------ Texto ------

Os bagageiros são também bem mais espaçosos que os
encontrados atualmente, permitindo até a utilização de
malas de padrão "carry-on" de tamanho médio.
Os assentos, dispostas 2+2+2 na Premium Class (12
poltronas) e 2+4+2 na Classe Econômica (252 lugares),
também agradam. Em tecido azul marinho, todos eles ficam
em "pods" de plástico. Mesmo na classe econômica, quando
se reclina a poltrona, a base do assento desliza para a
frente, aumentando a inclinação do encosto sem "avançar"
contra o infeliz ocupante do assento imediatamente
atrás. Esta é uma das centenas e novidades que prometem
fazer enorme diferença quando se voa no 787. Estava em
um lugar privilegiado: poltrona 8 A, bem ao lado do
enorme motor Rolls-Royce Trent 1000 (64.000 libras de
empuxo) e da magnífica asa japonesa da aeronave: sim,
ela é construída no Japão pela Mitsubishi, na cidade de
Nagoya, e levada para montagem final do outro lado do
Pacífico, em Seattle, em um único conjunto montado, a
bordo dos Boeing 747 especialmente modificados para esta
missão, os "Dreamlifters". Mas esta é outra história.

------

> [Complete o seguinte]:
**a.** Responda, com base no texto:
(i) Quantas poltronas há na Premium Class?
(ii) Em que cidade a asa da aeronave é construída?
(iii) Como se chamam os Boeing 747 modificados que levam a asa até Seattle?
**b.** Extraia das entradas todas as linhas que contêm a palavra "shoe", levando em conta maiúsculas e minúsculas.
O texto e as entradas são materiais independentes, sem relação entre si.

------ Dados fornecidos ------

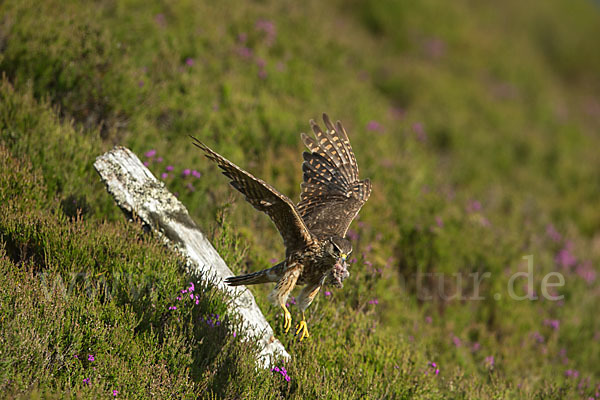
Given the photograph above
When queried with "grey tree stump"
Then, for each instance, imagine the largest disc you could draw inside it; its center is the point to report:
(138, 192)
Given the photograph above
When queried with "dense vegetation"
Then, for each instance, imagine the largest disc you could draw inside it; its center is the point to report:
(477, 123)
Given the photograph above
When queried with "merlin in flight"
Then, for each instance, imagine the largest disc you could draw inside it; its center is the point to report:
(314, 230)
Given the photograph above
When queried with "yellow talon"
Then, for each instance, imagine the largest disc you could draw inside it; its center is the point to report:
(287, 319)
(302, 329)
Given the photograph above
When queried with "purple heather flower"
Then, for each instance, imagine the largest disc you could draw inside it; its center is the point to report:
(572, 373)
(282, 371)
(244, 52)
(456, 341)
(261, 62)
(586, 271)
(537, 337)
(150, 153)
(160, 19)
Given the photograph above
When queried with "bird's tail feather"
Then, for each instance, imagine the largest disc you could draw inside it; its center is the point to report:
(264, 276)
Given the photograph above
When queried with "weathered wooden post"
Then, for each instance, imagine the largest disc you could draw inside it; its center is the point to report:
(138, 192)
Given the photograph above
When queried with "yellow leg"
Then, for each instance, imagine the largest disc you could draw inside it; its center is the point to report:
(287, 319)
(302, 328)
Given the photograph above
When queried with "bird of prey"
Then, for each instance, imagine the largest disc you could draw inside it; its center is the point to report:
(313, 230)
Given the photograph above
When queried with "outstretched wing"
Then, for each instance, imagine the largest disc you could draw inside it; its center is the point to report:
(331, 194)
(264, 198)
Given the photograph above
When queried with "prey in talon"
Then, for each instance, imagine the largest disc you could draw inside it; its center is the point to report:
(313, 230)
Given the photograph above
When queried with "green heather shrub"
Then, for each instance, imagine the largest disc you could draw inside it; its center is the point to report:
(477, 124)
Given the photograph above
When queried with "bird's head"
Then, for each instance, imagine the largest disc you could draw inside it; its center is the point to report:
(339, 249)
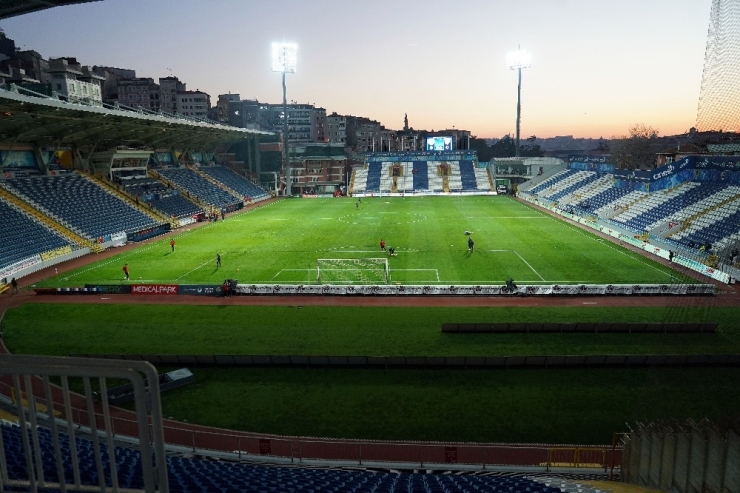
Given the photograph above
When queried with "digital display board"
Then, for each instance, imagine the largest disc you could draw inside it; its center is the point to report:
(443, 143)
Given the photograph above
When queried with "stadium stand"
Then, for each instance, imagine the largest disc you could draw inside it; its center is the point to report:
(80, 204)
(374, 171)
(359, 183)
(467, 176)
(198, 187)
(420, 173)
(482, 179)
(162, 197)
(24, 237)
(661, 206)
(436, 183)
(689, 215)
(188, 474)
(235, 182)
(569, 184)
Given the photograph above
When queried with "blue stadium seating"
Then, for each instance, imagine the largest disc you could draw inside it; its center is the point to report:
(603, 198)
(81, 204)
(467, 176)
(199, 187)
(23, 237)
(194, 475)
(572, 188)
(715, 232)
(551, 181)
(163, 198)
(666, 209)
(373, 177)
(235, 182)
(421, 175)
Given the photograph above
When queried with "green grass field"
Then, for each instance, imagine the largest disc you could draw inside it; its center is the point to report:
(281, 242)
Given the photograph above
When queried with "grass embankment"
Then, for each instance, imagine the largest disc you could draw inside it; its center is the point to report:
(554, 406)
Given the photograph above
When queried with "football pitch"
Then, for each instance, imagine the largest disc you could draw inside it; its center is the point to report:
(281, 242)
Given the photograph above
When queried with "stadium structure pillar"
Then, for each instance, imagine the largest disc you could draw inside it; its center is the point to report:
(257, 157)
(518, 60)
(286, 149)
(284, 61)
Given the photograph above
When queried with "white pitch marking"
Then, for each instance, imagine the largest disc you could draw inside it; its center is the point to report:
(537, 273)
(189, 272)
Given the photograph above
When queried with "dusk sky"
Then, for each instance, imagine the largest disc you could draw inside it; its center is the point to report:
(598, 66)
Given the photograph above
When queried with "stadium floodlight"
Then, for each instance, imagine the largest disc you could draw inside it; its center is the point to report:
(284, 59)
(517, 60)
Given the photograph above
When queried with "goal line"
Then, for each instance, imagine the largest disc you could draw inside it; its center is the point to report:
(352, 271)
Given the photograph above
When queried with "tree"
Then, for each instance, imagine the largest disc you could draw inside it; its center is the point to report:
(636, 150)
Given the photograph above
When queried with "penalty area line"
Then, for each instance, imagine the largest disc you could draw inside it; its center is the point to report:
(537, 273)
(193, 270)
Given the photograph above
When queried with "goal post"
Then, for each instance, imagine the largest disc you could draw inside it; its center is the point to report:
(352, 271)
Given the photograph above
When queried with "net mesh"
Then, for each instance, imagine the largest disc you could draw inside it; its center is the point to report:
(719, 100)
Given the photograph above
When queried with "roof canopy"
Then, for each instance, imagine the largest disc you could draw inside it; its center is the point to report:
(26, 120)
(11, 8)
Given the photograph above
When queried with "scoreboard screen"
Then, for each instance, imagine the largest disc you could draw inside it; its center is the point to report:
(439, 143)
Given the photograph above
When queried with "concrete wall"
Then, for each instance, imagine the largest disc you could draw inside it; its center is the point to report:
(698, 459)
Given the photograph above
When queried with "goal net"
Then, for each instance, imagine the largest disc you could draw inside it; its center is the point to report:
(352, 271)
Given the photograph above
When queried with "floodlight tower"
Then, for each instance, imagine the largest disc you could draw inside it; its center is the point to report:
(517, 60)
(284, 61)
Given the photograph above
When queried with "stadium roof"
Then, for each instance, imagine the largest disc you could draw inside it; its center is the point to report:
(11, 8)
(48, 122)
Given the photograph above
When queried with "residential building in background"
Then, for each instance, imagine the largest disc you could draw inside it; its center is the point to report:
(222, 106)
(168, 89)
(110, 85)
(336, 128)
(195, 104)
(318, 168)
(136, 92)
(75, 83)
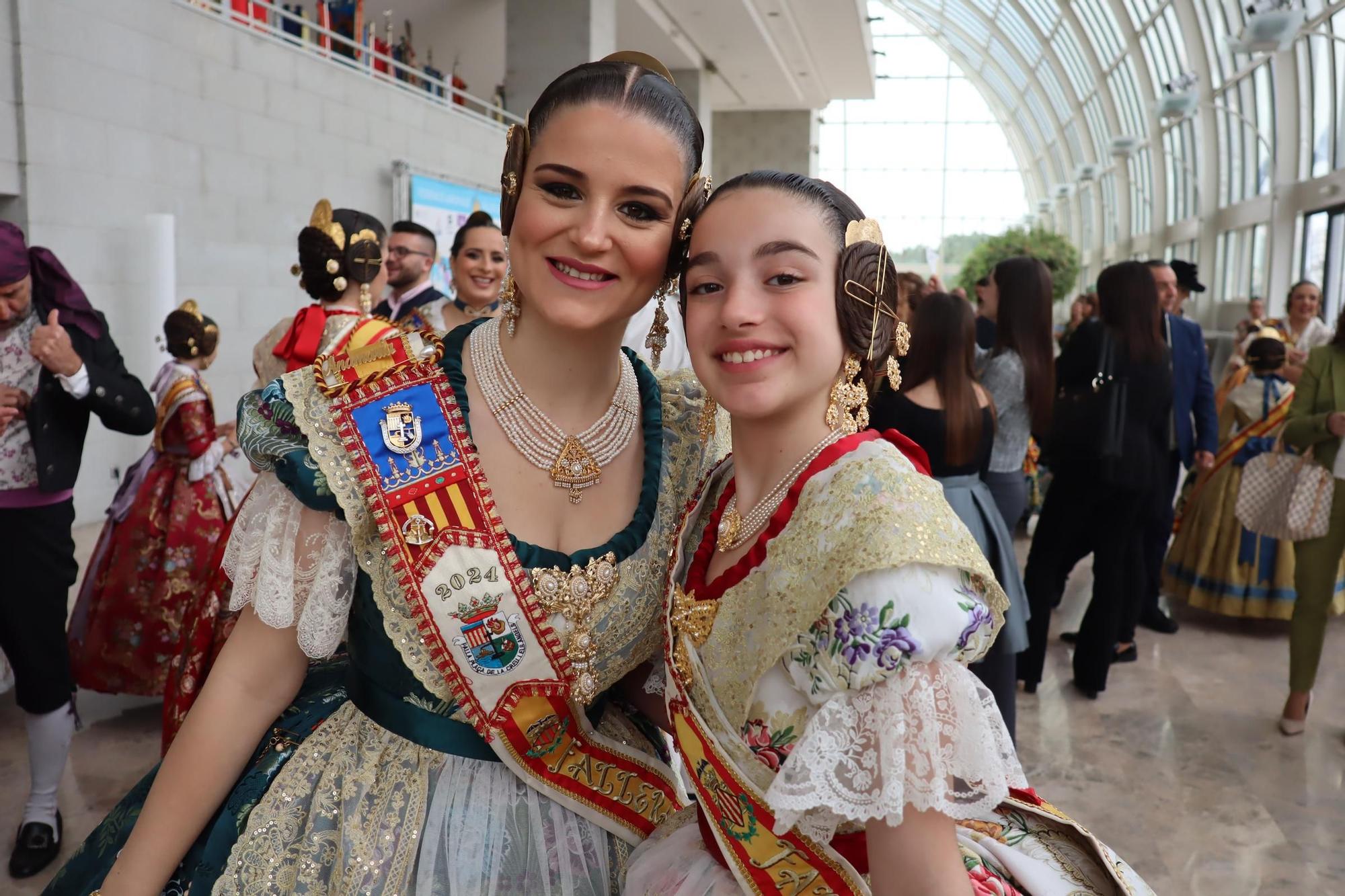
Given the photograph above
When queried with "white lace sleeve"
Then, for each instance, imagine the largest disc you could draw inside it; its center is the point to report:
(295, 565)
(929, 736)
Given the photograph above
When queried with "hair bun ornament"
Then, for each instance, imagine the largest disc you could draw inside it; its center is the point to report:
(644, 60)
(866, 231)
(192, 309)
(322, 218)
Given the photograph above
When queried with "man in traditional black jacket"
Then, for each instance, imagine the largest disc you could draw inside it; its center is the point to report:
(59, 364)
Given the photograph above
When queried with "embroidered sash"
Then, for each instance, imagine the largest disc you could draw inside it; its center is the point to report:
(479, 619)
(735, 809)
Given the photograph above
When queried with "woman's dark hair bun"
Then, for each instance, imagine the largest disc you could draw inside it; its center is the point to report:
(186, 337)
(317, 249)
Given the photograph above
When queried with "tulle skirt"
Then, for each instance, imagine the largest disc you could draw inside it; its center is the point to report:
(360, 809)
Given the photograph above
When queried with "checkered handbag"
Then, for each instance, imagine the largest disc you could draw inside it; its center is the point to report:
(1285, 497)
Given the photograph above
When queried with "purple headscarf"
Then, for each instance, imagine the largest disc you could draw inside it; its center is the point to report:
(50, 280)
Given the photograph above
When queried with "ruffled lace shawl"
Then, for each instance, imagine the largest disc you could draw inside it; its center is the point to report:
(295, 565)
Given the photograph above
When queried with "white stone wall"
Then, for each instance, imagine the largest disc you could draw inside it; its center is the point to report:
(143, 107)
(786, 140)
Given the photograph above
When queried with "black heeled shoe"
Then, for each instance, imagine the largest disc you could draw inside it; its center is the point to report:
(36, 848)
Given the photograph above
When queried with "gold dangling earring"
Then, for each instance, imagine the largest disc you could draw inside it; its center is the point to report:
(705, 423)
(849, 407)
(510, 310)
(900, 346)
(658, 337)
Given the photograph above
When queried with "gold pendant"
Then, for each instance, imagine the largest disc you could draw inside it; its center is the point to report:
(692, 622)
(575, 469)
(575, 595)
(728, 532)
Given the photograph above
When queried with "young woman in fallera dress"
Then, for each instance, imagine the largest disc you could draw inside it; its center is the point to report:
(333, 322)
(478, 264)
(478, 743)
(824, 600)
(151, 559)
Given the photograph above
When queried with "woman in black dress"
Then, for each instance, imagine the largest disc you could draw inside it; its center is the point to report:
(1102, 491)
(945, 411)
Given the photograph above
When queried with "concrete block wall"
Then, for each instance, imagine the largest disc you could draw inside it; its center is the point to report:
(10, 124)
(145, 107)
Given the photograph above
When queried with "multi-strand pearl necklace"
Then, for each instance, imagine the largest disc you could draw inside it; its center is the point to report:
(574, 462)
(735, 530)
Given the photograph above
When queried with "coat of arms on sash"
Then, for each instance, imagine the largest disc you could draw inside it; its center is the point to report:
(492, 642)
(401, 431)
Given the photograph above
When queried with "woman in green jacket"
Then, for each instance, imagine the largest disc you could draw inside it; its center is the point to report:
(1317, 421)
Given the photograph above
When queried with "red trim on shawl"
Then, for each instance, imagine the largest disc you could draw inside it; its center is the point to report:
(696, 576)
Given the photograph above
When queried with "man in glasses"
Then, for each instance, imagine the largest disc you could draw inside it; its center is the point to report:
(412, 302)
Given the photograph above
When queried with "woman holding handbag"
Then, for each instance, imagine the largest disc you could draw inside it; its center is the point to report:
(1316, 421)
(1112, 424)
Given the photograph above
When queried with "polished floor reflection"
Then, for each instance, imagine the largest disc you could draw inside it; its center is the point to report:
(1179, 764)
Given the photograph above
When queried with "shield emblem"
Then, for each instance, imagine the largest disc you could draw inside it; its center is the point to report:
(401, 428)
(492, 641)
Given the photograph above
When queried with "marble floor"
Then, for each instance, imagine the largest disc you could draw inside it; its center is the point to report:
(1179, 766)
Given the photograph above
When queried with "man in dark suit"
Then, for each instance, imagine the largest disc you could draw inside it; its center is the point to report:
(412, 300)
(59, 365)
(1195, 438)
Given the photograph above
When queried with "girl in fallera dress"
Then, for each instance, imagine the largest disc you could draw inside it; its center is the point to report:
(478, 263)
(153, 556)
(334, 321)
(1214, 561)
(486, 520)
(825, 600)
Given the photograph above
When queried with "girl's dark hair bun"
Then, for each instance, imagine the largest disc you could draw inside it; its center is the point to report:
(317, 249)
(189, 337)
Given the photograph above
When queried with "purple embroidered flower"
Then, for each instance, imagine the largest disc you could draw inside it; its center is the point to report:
(978, 615)
(857, 622)
(895, 643)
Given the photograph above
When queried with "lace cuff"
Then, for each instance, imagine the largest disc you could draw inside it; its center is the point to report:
(930, 736)
(295, 567)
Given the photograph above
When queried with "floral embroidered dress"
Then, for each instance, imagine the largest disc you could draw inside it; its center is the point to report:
(376, 783)
(822, 682)
(153, 556)
(208, 622)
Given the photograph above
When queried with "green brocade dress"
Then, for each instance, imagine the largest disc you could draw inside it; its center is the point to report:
(369, 783)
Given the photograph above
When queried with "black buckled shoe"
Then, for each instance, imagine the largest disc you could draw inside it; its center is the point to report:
(36, 848)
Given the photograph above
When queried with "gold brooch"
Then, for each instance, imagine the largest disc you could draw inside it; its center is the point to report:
(692, 620)
(574, 595)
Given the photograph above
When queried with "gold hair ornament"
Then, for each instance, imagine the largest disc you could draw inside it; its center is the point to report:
(322, 218)
(644, 60)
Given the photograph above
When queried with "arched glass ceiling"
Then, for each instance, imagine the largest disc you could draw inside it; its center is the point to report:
(927, 154)
(1077, 83)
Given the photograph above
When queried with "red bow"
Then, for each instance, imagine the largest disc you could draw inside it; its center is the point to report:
(302, 342)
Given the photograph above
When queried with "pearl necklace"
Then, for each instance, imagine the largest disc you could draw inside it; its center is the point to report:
(735, 530)
(574, 462)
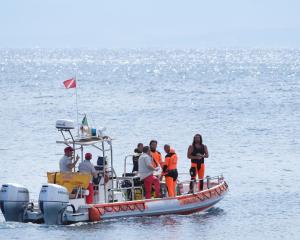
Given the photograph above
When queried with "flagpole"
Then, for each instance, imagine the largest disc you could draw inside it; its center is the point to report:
(77, 106)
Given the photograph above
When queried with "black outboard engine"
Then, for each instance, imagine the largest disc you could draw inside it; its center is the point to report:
(14, 199)
(53, 201)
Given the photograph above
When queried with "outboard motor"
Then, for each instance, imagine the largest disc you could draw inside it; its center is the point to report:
(14, 199)
(53, 201)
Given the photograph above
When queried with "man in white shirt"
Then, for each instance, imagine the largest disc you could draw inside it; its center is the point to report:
(146, 170)
(65, 163)
(87, 167)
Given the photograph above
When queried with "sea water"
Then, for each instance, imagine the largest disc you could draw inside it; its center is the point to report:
(245, 103)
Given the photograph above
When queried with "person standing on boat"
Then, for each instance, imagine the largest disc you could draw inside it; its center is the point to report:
(135, 159)
(156, 156)
(146, 170)
(87, 167)
(170, 170)
(197, 152)
(65, 163)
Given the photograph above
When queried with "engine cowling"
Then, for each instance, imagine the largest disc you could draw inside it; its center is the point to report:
(14, 199)
(53, 201)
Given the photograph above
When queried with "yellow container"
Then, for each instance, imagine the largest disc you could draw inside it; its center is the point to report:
(69, 180)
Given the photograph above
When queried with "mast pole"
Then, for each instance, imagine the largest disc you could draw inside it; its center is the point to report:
(76, 106)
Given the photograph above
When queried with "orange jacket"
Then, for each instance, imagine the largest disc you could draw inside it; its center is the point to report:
(170, 161)
(156, 156)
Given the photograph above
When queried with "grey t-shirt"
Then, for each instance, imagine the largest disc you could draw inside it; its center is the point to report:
(63, 164)
(86, 167)
(144, 170)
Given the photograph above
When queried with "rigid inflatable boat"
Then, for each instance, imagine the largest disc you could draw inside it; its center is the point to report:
(63, 199)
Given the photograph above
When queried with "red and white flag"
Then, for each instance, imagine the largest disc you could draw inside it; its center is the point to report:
(70, 83)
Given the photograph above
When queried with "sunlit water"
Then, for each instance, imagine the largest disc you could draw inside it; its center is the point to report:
(245, 103)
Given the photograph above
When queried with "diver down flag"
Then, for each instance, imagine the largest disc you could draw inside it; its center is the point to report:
(70, 83)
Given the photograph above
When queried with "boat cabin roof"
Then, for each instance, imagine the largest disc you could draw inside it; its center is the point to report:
(86, 141)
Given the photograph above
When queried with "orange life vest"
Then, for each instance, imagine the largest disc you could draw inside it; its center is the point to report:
(156, 156)
(171, 160)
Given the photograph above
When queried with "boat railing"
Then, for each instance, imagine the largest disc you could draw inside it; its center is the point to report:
(208, 181)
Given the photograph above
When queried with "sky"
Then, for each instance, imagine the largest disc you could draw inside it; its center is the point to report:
(149, 23)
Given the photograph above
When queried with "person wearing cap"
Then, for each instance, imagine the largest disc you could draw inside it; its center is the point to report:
(65, 163)
(87, 167)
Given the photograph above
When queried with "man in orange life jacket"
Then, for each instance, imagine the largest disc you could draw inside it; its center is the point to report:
(170, 170)
(197, 152)
(156, 156)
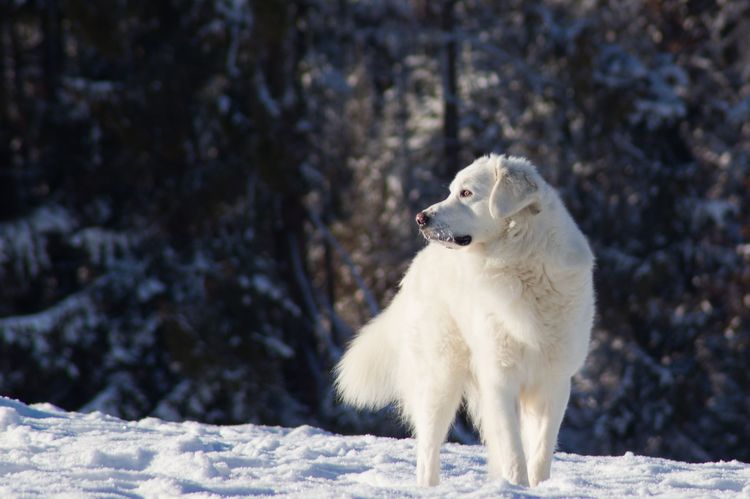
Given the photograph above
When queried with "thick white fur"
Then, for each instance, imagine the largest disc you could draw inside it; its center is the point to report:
(501, 324)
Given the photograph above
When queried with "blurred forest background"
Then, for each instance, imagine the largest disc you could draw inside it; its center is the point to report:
(201, 200)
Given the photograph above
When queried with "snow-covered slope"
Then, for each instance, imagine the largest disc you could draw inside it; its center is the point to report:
(48, 452)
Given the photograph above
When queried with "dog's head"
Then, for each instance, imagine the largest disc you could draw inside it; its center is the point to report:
(487, 199)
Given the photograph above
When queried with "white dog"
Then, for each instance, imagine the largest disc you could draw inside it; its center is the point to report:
(496, 311)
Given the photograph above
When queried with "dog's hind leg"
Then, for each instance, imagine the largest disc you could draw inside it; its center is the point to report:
(542, 415)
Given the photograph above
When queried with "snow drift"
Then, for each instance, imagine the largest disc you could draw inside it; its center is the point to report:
(45, 452)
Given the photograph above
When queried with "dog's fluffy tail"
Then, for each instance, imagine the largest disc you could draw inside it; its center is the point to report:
(365, 376)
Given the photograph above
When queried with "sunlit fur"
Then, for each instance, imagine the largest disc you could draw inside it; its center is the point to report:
(501, 324)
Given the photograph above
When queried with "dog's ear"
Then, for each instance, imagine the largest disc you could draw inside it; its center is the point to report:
(513, 191)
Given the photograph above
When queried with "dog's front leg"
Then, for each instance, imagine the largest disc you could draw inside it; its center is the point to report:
(500, 428)
(543, 413)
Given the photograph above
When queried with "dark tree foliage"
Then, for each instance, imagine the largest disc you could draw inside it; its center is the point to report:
(200, 201)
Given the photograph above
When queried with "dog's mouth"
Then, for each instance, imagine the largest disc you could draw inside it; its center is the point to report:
(446, 238)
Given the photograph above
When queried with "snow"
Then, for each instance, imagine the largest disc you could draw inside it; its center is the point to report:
(47, 452)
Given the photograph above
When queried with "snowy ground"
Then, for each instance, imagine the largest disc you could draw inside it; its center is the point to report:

------

> [Respostas por tarefa]:
**a.**
(i) 12 poltronas.
(ii) Nagoya.
(iii) "Dreamlifters".

**b.**
When queried with "black heeled shoe"
When queried with "black buckled shoe"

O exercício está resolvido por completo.